--- TASK DESCRIPTION ---
Please reproduce the material below word for word, keeping every line in its original order.

--- RECORDED INFORMATION ---

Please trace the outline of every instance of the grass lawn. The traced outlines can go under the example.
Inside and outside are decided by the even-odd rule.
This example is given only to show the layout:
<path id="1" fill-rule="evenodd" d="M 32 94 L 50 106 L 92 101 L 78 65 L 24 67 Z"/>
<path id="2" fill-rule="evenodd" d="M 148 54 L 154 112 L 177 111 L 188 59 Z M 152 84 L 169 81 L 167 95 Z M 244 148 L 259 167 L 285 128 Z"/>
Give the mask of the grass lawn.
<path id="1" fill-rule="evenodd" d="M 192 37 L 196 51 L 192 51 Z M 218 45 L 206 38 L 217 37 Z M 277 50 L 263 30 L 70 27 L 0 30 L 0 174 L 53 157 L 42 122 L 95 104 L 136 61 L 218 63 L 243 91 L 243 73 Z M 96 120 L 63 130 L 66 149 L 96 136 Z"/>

--- TASK RESPONSE ---
Please trace the outline of every instance of the grass lawn. The traced outlines can go under the example.
Inside and outside are decided by the even-odd rule.
This example is given only to show the layout:
<path id="1" fill-rule="evenodd" d="M 32 94 L 50 106 L 92 101 L 78 65 L 24 67 Z"/>
<path id="2" fill-rule="evenodd" d="M 148 54 L 154 112 L 177 111 L 188 59 Z M 152 84 L 169 81 L 167 95 Z M 244 148 L 259 167 L 285 128 Z"/>
Give the mask of the grass lawn.
<path id="1" fill-rule="evenodd" d="M 192 37 L 196 51 L 192 51 Z M 218 45 L 206 38 L 217 37 Z M 277 50 L 263 30 L 70 27 L 0 30 L 0 174 L 53 157 L 42 122 L 95 104 L 136 61 L 218 63 L 243 91 L 243 73 Z M 96 120 L 63 130 L 66 149 L 96 136 Z"/>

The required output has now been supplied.